Task to carry out
All lines after the one containing "of the pink", together with that line itself, should be written out exactly, down to the last line of the entries below.

Dataset items
+ + + + +

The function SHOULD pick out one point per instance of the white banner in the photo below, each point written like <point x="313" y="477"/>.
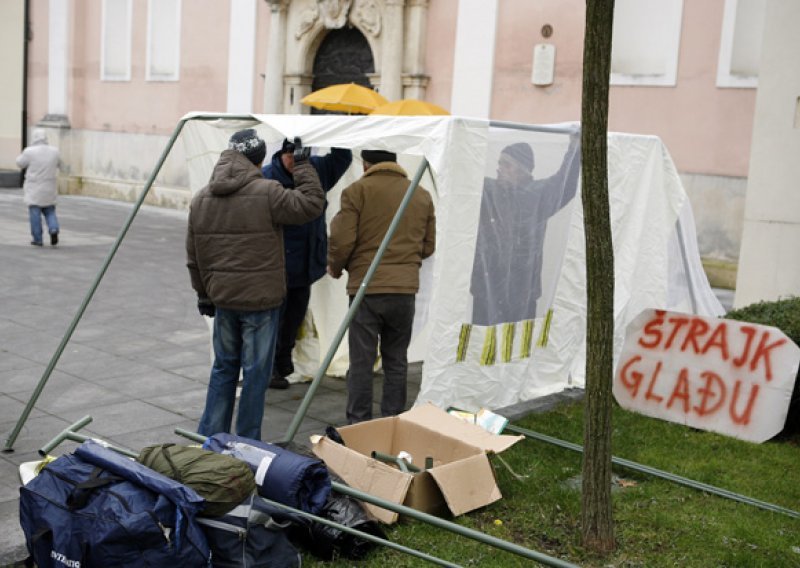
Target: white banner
<point x="725" y="376"/>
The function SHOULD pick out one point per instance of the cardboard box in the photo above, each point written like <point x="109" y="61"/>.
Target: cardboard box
<point x="460" y="480"/>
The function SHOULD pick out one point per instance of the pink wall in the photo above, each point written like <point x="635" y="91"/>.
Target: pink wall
<point x="693" y="118"/>
<point x="440" y="50"/>
<point x="519" y="24"/>
<point x="37" y="61"/>
<point x="150" y="107"/>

+ + + + +

Solution to this problem
The function SHOULD pick out one point per instance of the pink wall in the photo above, each point written like <point x="635" y="91"/>.
Target: pink wall
<point x="693" y="118"/>
<point x="440" y="50"/>
<point x="519" y="24"/>
<point x="37" y="61"/>
<point x="150" y="107"/>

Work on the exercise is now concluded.